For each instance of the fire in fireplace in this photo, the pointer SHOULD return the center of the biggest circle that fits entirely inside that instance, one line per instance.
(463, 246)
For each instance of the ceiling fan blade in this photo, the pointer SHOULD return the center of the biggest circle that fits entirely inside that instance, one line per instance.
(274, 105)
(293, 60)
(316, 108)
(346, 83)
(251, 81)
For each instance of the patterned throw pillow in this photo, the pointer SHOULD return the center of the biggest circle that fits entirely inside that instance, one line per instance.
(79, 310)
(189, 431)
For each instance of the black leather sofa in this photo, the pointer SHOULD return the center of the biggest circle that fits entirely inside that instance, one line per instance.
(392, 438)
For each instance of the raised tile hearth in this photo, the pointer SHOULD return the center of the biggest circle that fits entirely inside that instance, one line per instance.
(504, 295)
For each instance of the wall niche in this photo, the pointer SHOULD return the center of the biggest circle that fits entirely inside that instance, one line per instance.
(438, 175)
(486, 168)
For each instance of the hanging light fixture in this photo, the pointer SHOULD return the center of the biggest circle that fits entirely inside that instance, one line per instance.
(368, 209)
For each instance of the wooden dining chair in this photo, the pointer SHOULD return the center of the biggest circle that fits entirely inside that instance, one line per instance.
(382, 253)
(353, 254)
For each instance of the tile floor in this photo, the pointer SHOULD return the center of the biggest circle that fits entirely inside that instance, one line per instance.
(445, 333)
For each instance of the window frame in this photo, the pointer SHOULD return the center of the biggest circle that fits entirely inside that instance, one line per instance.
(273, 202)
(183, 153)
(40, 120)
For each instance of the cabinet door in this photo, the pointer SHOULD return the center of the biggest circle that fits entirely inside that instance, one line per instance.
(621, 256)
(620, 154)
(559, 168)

**Stated goal:** Starting with the line containing "For each instance of the cabinet" and continuing through the end of the records, reproduce every line, requests included. In the answers, scale each coordinate by 0.55 and round it to a whole number, with halves rounded up.

**Task result:**
For each instance of the cabinet door in this photo, the pointer SHOULD return the center of the biggest circle that fits entirely inside that instance, one line per instance.
(342, 141)
(341, 85)
(307, 92)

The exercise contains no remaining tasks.